- [What you have to do]: Here is a block of records. Copy every one of them exactly.

- [The records]:

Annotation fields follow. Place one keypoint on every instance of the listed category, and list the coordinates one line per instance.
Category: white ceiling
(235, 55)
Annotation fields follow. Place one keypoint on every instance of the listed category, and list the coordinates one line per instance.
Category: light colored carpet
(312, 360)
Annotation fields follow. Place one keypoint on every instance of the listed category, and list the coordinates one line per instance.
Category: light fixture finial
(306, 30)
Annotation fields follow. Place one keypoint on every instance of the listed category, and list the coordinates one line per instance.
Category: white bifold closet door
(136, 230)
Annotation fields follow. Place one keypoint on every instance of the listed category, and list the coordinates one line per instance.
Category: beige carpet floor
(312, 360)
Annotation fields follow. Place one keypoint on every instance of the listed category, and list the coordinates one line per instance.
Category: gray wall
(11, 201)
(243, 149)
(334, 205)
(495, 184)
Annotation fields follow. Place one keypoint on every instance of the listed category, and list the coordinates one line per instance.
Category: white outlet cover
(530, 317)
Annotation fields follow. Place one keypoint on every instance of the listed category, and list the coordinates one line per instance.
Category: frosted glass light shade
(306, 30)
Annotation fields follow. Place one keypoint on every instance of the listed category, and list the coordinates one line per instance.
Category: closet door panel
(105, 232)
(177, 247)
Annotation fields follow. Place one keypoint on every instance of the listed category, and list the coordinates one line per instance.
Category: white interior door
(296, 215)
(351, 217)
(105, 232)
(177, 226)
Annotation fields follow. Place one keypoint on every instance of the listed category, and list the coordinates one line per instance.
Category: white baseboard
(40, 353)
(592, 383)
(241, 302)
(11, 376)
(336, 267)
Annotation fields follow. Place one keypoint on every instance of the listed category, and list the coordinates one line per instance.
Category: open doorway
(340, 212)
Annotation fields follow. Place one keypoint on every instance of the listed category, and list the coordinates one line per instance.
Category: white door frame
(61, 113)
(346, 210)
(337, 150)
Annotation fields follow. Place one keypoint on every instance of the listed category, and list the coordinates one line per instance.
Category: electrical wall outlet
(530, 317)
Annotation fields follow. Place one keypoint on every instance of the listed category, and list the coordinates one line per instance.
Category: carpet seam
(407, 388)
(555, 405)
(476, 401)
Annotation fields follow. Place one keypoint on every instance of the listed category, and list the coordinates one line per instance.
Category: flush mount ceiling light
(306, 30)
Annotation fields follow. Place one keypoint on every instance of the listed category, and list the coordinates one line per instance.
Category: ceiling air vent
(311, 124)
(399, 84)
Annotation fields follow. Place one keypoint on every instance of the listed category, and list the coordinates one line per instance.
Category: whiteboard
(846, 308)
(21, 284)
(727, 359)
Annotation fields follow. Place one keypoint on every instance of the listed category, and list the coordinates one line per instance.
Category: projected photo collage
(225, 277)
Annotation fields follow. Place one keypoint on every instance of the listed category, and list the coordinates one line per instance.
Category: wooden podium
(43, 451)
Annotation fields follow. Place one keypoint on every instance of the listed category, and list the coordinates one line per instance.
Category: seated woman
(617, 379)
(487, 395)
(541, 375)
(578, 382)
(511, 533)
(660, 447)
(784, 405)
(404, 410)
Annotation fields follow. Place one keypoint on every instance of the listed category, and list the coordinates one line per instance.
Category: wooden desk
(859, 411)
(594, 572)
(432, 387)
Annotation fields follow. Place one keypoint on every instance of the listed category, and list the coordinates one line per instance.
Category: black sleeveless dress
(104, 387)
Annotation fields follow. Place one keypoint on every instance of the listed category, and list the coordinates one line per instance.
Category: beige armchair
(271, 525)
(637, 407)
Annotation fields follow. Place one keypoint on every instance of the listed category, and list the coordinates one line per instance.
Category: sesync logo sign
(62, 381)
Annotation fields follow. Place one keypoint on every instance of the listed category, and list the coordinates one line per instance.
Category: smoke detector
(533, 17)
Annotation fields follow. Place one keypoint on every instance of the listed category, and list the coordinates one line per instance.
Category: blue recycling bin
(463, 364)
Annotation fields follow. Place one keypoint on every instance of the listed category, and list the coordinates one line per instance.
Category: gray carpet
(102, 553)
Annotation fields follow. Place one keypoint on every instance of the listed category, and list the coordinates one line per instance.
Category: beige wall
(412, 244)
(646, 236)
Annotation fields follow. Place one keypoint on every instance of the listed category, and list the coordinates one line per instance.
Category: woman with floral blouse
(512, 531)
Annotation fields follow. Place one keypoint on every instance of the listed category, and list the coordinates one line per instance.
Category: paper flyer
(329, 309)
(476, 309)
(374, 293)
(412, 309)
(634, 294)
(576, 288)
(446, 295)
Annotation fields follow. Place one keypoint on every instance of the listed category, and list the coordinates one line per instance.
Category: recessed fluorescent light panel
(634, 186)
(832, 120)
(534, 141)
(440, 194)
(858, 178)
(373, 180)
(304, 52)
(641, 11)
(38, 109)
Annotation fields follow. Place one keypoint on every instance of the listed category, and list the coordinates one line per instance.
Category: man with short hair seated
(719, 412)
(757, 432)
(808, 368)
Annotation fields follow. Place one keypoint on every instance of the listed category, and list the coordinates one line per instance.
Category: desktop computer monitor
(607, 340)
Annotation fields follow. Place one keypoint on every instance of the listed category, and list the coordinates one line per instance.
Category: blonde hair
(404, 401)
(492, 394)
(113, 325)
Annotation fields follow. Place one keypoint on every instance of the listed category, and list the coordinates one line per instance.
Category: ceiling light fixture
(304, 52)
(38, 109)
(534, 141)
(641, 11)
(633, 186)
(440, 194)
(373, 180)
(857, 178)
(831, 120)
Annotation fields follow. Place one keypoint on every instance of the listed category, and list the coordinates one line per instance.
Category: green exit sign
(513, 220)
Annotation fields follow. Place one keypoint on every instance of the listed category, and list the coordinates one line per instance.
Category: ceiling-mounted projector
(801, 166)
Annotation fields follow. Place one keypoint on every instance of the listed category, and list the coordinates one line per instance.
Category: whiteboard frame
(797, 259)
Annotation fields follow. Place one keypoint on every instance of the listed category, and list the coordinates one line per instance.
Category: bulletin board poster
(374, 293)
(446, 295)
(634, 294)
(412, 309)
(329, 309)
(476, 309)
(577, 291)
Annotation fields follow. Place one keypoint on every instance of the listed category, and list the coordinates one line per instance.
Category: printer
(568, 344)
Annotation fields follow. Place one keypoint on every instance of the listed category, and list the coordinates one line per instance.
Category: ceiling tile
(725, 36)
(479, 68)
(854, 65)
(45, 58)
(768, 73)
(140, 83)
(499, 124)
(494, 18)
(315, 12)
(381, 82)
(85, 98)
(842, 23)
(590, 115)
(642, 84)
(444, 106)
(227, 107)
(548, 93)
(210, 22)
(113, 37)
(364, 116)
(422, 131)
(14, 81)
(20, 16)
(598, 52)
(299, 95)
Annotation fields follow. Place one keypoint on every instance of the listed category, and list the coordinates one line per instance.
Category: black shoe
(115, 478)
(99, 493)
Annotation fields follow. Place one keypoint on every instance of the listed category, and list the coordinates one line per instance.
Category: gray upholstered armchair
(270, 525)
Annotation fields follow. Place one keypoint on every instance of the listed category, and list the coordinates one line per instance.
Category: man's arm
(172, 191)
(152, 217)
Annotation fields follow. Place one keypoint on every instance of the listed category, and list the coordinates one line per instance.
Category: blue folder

- [Result of the exercise]:
Annotation fields follow. Place one keypoint on every instance of the listed category, and list the coordinates one line per instance.
Category: white ceiling
(235, 55)
Annotation fields follow. Place one keypoint on every instance of the listed category, and list the coordinates one line per instance.
Category: light colored carpet
(312, 360)
Annotation fields follow. Place one keypoint on every instance of the listed category, and list the coordinates one line per instance.
Category: light fixture finial
(306, 30)
Annotation fields follow. Place one keypoint on every instance of the listed category, and list the coordinates one line per instance.
Category: white bifold closet door
(136, 230)
Annotation fields follow. Place one keypoint on every instance of the listed category, and list the coordinates one line per instance.
Category: beige carpet floor
(312, 360)
Annotation fields follow. Place one keypoint on every instance of the listed category, and list the coordinates one line per instance.
Category: gray wall
(11, 201)
(243, 149)
(334, 205)
(495, 184)
Annotation fields follow. Place one keypoint on every instance of the listed category, and list the coordinates one line per instance.
Category: white outlet cover
(530, 317)
Annotation fields follow. Place one keypoint on every instance of the listed category, and list the coordinates one line per instance.
Category: frosted glass light shade
(306, 30)
Annotation fields follow. Place one keypoint on every instance of the listed category, and list the coordinates one line per instance.
Category: closet door panel
(105, 232)
(177, 247)
Annotation fields follow. Place one keypoint on every instance of the listed category, and list the coordinates one line per instance.
Category: white interior door
(296, 215)
(351, 217)
(105, 232)
(177, 226)
Annotation fields follow. Place one keypoint on every instance of the listed category, and list the coordinates one line per instance.
Category: white baseboard
(40, 353)
(592, 383)
(241, 302)
(11, 376)
(336, 267)
Annotation fields follow. Place one keypoint on every instance of the listed category, and list the coordinates one line per instance.
Category: open doorway
(340, 212)
Annotation fields follow. Place one keypoint on every instance of the listed category, and list the coordinates one line per instance.
Category: white door frame
(61, 113)
(346, 210)
(337, 150)
Annotation fields follow. Place one keypoint on every instance of the listed category, and list the coordinates one line per instance.
Category: electrical wall outlet
(530, 317)
Annotation fields follow. Place one keypoint on every instance of the listed category, and list the coordinates one line per instance.
Category: carpet seam
(407, 388)
(555, 405)
(476, 401)
Annotation fields follow. Place one keypoint on every instance of the listed category, and list the coordinates one line per instance.
Category: flush mount ceiling light
(306, 30)
Annotation fields follow. Place one keypoint on every instance of the listed category, and list the coordinates one line per instance.
Category: ceiling air vent
(311, 124)
(399, 84)
Annotation fields follow. Place one keypoint on every instance of the listed category, and list the coordinates one line per instance.
Category: whiteboard
(846, 308)
(21, 284)
(727, 359)
Annotation fields follow. Place one keypoint on every instance of the listed category, and list the coordinates one line per instance.
Category: projected photo collage
(225, 277)
Annotation fields follow. Place one keypoint on every instance of the listed category, and list the coordinates one line per instance.
Category: wooden podium
(43, 451)
Annotation fields follow. Place one keypoint on every instance of the listed category, and list the coordinates one line per instance.
Category: seated woman
(617, 379)
(487, 395)
(541, 375)
(578, 382)
(511, 533)
(660, 447)
(784, 405)
(404, 410)
Annotation fields follow. Place one keypoint on every instance of the listed category, and list the coordinates one line per instance.
Category: wooden desk
(859, 411)
(594, 572)
(432, 387)
Annotation fields follow. Place one keypoint on every instance of the listed category, and list the coordinates one line per instance.
Category: black sleeveless dress
(104, 387)
Annotation fields follow. Place one keypoint on every instance of the listed category, and list the coordinates one line per instance.
Category: beige armchair
(271, 525)
(637, 407)
Annotation fields follow. Place one keypoint on every instance of the listed category, and list the coordinates one line per instance.
Category: sesync logo sign
(62, 381)
Annotation fields follow. Place one keypoint on every instance of the listed category, and list the coordinates one line per instance.
Category: smoke detector
(533, 17)
Annotation fields follow. Place one keypoint on every instance of the listed category, and list the coordinates one line per instance.
Category: blue recycling bin
(463, 364)
Annotation fields follow. Place one keypoint on every instance of the listed category, and list the coordinates one line per instance.
Category: gray carpet
(102, 553)
Annotation fields follow. Place one keypoint on every instance of the listed category, and list the coordinates one line per instance.
Category: beige wall
(412, 244)
(646, 236)
Annotation fields follow. Place one keypoint on every instance of the listed category, and list the coordinates one line per instance.
Category: woman with floral blouse
(512, 531)
Annotation fields follow. Place one keypoint on every instance of the listed category, and list the coordinates one line per instance.
Category: paper flyer
(329, 309)
(476, 309)
(374, 293)
(412, 309)
(634, 294)
(576, 288)
(446, 295)
Annotation fields follow. Place one keypoint on every instance of the listed category, and list the coordinates one line per instance.
Category: recessed fluorescent light panel
(634, 186)
(832, 120)
(534, 141)
(440, 194)
(858, 178)
(373, 180)
(304, 52)
(641, 11)
(38, 109)
Annotation fields follow. Place one keypoint on every instance of the listed category, and list the coordinates one line per instance.
Category: man with short hair seated
(719, 412)
(757, 432)
(808, 368)
Annotation fields follow. Place one keypoint on every instance of the listed category, and list the coordinates one line per instance.
Category: desktop computer monitor
(607, 340)
Annotation fields follow. Place one keypoint on every instance of the listed category, and list the coordinates one line per instance.
Category: blonde hair
(404, 401)
(492, 394)
(113, 325)
Annotation fields follow. Place one keypoint on every instance of the listed category, and list the coordinates one line per instance.
Category: ceiling light fixture
(304, 52)
(38, 109)
(534, 141)
(641, 11)
(633, 186)
(440, 194)
(373, 180)
(857, 178)
(831, 120)
Annotation fields follow. Place one keypoint on every instance of the listed category, and list the coordinates one line per instance.
Category: green exit sign
(513, 220)
Annotation fields follow. Place one keypoint on every instance of the listed category, and list the coordinates one line per instance.
Category: ceiling-mounted projector
(801, 166)
Annotation fields follow. Place one keypoint on every instance of the listed category, and list the coordinates one line per instance.
Category: whiteboard frame
(797, 259)
Annotation fields follow. Place one keypoint on every instance of the listed category, and list the coordinates one line per instance.
Category: bulletin board poster
(374, 293)
(446, 295)
(634, 294)
(412, 309)
(329, 309)
(476, 309)
(577, 291)
Annotation fields follow. Place one keypoint on every instance of the listed category, and list the coordinates one line per instance.
Category: printer
(568, 344)
Annotation fields follow. Place one keypoint on every instance of the listed category, and list the coordinates one line per instance.
Category: ceiling tile
(725, 36)
(479, 68)
(854, 65)
(45, 58)
(768, 73)
(140, 83)
(499, 124)
(494, 18)
(315, 12)
(381, 82)
(85, 98)
(842, 23)
(590, 115)
(642, 84)
(444, 106)
(227, 107)
(548, 93)
(210, 22)
(113, 37)
(364, 116)
(422, 131)
(14, 81)
(20, 16)
(598, 52)
(299, 95)
Annotation fields follow. Place one keypoint on every instance of the listed category, and list the coordinates one line per instance.
Category: black shoe
(115, 478)
(99, 493)
Annotation fields follow. Place one keypoint on every instance of the listed category, and list the coordinates one line per instance.
Category: gray upholstered armchair
(270, 525)
Annotation fields follow. Place one keypoint on every instance of the listed category, and list the coordinates one line per instance.
Category: man's arm
(172, 191)
(152, 217)
Annotation fields follow. Place one keypoint on every instance of the listed category, and list the coordinates one line per instance.
Category: blue folder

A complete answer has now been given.